-- Start of Passage provided --
Communist Tactics and the Anti-War Movement
For Class Struggle Against Imperialist Aggression!
The domestic political situation in the United States weighs heavily in the calculations of the imperialist chieftains as they prepare to unleash mass destruction on the people of Iraq. The White House has so far managed to keep a majority ‘‘on side,’’ but the support is very shallow, and is shrinking. Many black, Hispanic and white working people do not like the idea of going to war for Big Oil.
The war that the U.S. government is preparing to launch against Iraq is one in which American workers, and the oppressed and exploited of the whole world, have a side. The blockade of Iraq is, in itself, an act of war. Socialists must do everything possible to defend Iraq and defeat the aggressive designs of ‘‘our own’’ government.
On the campuses there is already widespread opposition to Bush’s aggression against Iraq. A teach-in at Berkeley on 14 September attracted some 1500 students. Besides a section of isolationist conservatives represented by right-wing ideologue Pat Buchanan, most of those who oppose the war preparations are those identified with the radical-liberal left: ‘‘solidarity’’ activists, black community representatives, feminists, peaceniks, liberal clerics and ostensible socialists. Yet, if popular support for war falls further, a ‘‘dovish’’ wing of the Democrats will doubtless emerge.
Lessons of the Vietnam Antiwar Movement
The reformist left anticipates just such a development and consciously aims to recreate the popular-frontist anti-Vietnam war movement of the 1960s. This movement was dominated organizationally by the Socialist Workers Party (SWP), but subordinated politically to the liberal imperialists of the Democratic Party by the SWP’s insistence that the antiwar movement be limited to the ‘‘single issue’’ of U.S. Troops ‘‘Out Now!’’ There is nothing wrong in uniting with other organizations around a single common-denominator demand, but revolutionaries in such a united front cannot limit themselves to the minimal common political basis of unity. In setting the political limit in its antiwar front groups with the demand for American withdrawal, the SWP consciously ruled out any expression of Marxist, class-struggle politics.
-- End of Passage provided --
§ Problem set
1 - In the passage on communist tactics and the anti-war movement, how many students came to the Berkeley teach-in on 14 September?
2 - Carry on the passage on communist tactics and the anti-war movement from the point at which it stops.
-- Start of Data excerpts --
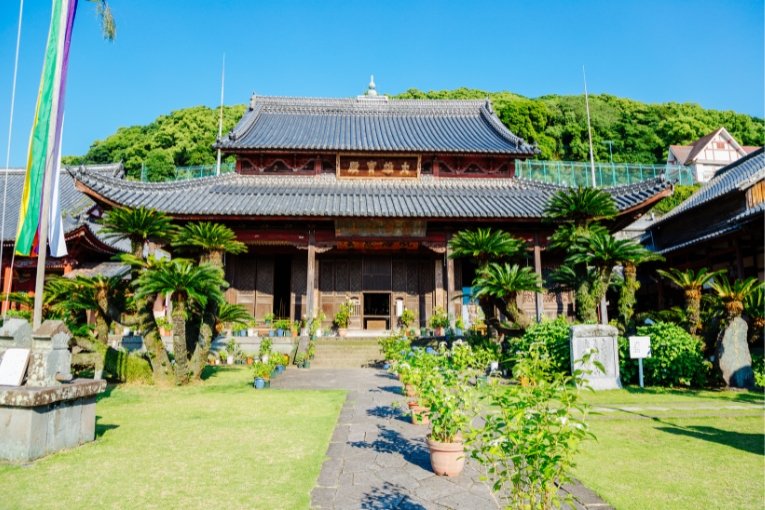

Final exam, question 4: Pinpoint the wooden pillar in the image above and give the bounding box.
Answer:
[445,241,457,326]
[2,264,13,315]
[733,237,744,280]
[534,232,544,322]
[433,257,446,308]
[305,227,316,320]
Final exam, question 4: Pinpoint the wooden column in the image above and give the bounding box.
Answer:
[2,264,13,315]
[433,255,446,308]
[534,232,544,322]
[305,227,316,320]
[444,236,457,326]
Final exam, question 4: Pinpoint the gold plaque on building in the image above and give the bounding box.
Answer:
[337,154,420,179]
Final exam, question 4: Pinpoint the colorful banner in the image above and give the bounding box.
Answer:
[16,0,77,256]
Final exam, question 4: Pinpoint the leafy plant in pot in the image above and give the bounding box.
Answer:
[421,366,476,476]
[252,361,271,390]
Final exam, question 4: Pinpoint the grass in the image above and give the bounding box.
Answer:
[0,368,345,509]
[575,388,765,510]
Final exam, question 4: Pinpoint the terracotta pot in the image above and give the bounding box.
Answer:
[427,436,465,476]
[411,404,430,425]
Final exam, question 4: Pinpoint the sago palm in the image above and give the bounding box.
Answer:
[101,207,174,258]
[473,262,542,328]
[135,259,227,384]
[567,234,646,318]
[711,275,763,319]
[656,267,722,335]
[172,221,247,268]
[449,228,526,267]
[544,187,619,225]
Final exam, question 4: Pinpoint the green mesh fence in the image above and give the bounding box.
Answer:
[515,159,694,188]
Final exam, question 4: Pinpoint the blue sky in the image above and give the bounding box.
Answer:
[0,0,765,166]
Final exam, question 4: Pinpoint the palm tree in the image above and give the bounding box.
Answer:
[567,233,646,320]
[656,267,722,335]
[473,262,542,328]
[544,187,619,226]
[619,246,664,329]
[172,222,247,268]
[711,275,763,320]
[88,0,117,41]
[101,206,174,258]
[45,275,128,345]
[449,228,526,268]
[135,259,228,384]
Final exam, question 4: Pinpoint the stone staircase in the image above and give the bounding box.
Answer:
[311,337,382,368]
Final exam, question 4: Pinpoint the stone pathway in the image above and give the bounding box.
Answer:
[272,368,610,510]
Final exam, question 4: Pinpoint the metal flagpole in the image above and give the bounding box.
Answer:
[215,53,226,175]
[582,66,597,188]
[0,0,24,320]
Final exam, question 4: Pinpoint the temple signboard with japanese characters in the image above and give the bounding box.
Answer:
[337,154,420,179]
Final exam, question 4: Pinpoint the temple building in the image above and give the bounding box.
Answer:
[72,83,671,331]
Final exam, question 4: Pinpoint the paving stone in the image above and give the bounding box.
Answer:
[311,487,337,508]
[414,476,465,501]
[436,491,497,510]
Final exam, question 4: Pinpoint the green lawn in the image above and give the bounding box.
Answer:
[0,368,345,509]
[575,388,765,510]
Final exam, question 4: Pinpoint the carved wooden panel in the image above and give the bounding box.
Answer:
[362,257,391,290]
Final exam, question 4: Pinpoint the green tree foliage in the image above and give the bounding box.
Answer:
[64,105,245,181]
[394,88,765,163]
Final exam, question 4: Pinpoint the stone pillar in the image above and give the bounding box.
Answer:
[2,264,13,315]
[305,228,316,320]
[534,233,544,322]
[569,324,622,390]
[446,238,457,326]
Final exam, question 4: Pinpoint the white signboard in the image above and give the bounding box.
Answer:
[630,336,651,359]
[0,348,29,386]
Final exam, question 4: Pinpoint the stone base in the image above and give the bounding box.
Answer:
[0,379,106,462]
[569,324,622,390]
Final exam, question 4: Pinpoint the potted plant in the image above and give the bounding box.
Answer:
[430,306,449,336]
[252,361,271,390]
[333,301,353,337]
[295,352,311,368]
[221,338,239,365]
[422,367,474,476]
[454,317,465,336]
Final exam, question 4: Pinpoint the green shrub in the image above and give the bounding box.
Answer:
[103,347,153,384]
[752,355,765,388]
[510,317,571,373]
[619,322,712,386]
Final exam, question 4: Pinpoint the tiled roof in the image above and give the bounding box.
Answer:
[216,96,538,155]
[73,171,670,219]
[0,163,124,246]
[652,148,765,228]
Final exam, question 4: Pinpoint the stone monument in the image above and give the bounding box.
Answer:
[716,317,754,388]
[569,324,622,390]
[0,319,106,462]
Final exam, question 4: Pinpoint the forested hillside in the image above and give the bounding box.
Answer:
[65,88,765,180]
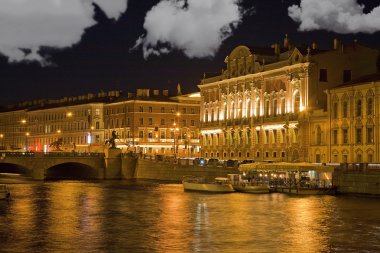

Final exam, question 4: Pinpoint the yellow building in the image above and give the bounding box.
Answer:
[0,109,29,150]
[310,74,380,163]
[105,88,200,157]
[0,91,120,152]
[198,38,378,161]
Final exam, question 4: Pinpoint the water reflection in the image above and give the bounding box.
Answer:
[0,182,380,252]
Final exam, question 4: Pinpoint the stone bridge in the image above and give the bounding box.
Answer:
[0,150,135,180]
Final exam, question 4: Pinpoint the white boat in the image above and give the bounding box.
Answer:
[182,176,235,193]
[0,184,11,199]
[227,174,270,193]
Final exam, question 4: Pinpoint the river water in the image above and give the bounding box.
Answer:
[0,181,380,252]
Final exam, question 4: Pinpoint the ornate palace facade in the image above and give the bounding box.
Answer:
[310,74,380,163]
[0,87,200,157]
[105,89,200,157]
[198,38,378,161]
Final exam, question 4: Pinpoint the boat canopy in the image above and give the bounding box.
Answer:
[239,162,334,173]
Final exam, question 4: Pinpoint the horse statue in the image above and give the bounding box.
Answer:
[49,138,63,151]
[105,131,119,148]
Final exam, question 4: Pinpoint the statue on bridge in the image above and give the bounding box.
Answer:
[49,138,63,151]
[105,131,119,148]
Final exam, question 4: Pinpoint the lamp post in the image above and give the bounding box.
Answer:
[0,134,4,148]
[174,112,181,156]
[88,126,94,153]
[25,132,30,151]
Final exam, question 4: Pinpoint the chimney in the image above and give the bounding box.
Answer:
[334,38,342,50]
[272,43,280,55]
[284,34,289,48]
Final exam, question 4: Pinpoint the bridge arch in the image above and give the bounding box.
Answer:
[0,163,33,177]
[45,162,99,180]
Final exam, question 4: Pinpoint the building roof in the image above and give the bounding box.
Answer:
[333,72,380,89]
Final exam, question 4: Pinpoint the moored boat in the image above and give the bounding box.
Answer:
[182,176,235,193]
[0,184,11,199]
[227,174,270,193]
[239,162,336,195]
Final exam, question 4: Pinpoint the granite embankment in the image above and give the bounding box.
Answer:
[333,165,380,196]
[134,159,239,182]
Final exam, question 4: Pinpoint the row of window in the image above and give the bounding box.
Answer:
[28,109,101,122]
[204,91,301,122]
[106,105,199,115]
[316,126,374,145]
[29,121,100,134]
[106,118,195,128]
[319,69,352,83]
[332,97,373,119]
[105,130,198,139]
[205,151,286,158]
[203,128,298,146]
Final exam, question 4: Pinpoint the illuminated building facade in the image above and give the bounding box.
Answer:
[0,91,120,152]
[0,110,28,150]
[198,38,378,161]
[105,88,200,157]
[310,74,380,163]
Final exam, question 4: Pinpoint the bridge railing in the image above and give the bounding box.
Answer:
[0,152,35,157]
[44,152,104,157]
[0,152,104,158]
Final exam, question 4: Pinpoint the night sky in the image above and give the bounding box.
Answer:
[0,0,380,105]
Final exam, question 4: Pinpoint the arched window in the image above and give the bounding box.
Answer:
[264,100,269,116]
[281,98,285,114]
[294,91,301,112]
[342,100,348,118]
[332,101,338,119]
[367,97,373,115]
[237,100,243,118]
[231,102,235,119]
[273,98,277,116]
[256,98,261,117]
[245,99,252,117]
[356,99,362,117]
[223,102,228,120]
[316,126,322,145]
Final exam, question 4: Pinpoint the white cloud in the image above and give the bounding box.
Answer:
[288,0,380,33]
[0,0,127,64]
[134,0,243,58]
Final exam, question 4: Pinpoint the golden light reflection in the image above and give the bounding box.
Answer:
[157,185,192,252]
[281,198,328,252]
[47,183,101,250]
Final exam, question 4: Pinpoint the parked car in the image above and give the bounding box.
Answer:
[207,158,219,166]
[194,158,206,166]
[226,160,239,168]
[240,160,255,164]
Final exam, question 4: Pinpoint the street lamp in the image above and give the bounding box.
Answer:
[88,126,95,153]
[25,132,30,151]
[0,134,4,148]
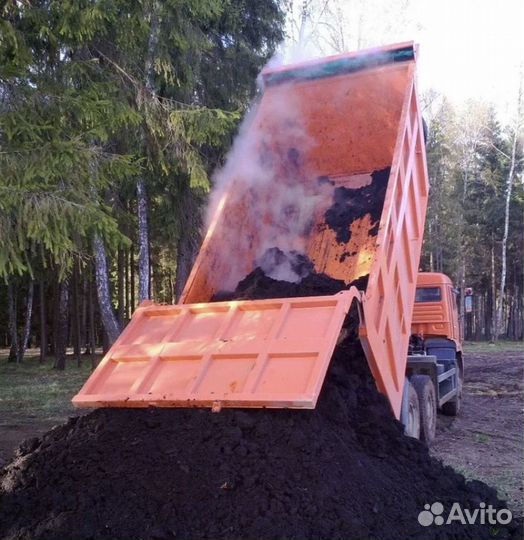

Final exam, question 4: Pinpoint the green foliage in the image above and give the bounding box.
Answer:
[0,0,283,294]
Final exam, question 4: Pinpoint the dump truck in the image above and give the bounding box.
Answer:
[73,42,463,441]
-- End of Data excerpts --
-- Start of Data excerpts --
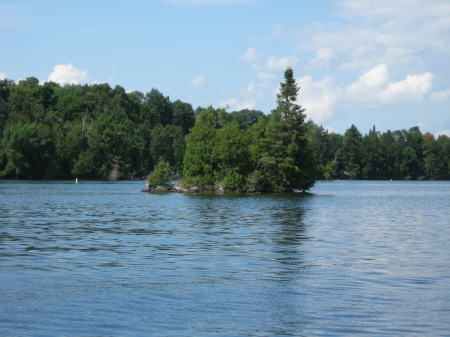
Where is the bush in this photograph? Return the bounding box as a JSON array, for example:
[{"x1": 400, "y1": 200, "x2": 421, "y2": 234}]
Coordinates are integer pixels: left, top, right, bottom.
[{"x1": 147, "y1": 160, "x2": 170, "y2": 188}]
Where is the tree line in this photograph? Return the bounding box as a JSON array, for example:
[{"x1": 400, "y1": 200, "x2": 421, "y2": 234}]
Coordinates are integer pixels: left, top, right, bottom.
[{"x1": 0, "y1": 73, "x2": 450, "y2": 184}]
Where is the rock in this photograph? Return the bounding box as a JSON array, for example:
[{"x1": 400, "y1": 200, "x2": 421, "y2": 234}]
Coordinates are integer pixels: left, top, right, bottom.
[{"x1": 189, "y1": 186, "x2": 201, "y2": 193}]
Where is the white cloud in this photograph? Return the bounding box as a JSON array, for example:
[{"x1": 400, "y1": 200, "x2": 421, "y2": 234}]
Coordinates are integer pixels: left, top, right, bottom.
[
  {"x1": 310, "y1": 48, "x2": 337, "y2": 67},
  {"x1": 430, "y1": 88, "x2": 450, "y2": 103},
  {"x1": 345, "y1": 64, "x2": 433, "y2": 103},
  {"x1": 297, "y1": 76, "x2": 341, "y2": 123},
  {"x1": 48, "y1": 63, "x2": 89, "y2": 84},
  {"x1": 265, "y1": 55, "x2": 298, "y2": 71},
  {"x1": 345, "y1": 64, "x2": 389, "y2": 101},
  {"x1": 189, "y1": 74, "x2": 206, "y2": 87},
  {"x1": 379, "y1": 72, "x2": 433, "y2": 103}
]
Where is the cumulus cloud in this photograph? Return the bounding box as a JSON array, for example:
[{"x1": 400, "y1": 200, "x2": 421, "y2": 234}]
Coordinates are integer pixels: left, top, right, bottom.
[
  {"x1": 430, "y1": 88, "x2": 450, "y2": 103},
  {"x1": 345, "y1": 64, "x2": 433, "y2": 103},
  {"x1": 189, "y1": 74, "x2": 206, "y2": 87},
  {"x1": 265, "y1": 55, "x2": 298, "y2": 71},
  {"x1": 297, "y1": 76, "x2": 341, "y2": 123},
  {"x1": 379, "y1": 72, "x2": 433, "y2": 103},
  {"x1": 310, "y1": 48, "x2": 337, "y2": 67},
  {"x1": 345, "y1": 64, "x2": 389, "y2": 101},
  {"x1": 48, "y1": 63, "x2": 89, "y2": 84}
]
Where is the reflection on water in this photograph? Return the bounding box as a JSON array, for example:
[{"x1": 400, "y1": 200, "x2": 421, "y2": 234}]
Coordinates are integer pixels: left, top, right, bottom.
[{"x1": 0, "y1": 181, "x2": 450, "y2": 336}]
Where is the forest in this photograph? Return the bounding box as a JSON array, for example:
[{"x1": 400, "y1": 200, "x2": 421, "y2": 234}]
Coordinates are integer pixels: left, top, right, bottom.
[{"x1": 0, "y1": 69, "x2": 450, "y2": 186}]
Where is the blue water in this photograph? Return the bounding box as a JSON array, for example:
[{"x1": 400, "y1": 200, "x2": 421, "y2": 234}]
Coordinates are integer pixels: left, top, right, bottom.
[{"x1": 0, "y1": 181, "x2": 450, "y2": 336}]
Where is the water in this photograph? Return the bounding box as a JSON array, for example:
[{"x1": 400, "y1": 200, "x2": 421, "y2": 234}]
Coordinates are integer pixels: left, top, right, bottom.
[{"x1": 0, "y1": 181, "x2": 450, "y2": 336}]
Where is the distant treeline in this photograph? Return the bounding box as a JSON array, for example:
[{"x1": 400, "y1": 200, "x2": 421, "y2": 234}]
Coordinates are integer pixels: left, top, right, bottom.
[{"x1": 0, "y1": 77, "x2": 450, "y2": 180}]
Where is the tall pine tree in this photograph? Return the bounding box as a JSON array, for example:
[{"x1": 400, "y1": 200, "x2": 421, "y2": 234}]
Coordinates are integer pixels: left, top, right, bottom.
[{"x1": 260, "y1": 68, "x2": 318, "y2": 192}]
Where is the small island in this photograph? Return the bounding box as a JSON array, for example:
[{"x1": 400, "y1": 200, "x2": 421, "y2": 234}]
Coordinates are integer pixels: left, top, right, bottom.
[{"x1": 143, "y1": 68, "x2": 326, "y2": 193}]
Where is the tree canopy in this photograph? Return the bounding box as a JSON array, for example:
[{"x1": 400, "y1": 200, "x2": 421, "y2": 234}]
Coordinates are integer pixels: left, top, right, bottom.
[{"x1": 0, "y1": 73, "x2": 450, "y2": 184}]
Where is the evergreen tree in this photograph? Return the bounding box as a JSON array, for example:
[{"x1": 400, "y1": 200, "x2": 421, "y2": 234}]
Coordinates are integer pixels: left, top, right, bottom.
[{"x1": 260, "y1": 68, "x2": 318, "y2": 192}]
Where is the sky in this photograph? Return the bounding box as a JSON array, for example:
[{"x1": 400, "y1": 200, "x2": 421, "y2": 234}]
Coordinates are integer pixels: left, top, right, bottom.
-- End of Data excerpts --
§ Answers given
1 - Some 1500 students attended.

2 -
As the war dragged on, a substantial section of the U.S. bourgeoisie came to believe that they should cut their losses and get out of Vietnam. The National Peace Action Coalition (NPAC) gathered considerable resources and built massive peace marches featuring Democratic Party doves like Bella Abzug and Vance Hartke. Every NPAC march featured preachers, labor bureaucrats and liberal dignitaries who droned on endlessly about the need for ‘‘peace.’’ Keeping this ‘‘broad mass movement’’ intact meant ensuring that no discordant anti-imperialist speakers got close to the microphones.
Under the guise of building a ‘‘single issue’’ movement, the SWP excluded all attempts to connect the Vietnam war with the need for revolutionary struggle against U.S. imperialism. The liberal politics of NPAC also dictated the form of protest—the SWP was positively hostile to suggestions for work stoppages and all other class-struggle tactics. By politically policing the hundreds of thousands of radical youth and disaffected workers who came to oppose the imperialist war, the SWP helped ensure that the protests never spilled over to challenge the racist and anti-working class domestic policies of the American rulers. By limiting the politics of the movement to the requirements of the liberal wing of the capitalists, the SWP effectively aborted the opportunity for the development of a class-conscious current within the American working class that could oppose imperialist militarism at its roots. When U.S. troops were finally pulled out, the antiwar movement evaporated.
WWP/SA: Competing Pop-Frontist Coalition Builders
The same questions about how Marxists should organize against imperialist war that were posed 25 years ago at the beginning of the Vietnam antiwar movement are again raised by the unfolding Gulf crisis. In the San Francisco Bay Area, the Bolshevik Tendency (BT) has attempted to intervene in recent antiwar mobilizations on the basis of a consistent revolutionary Marxist perspective.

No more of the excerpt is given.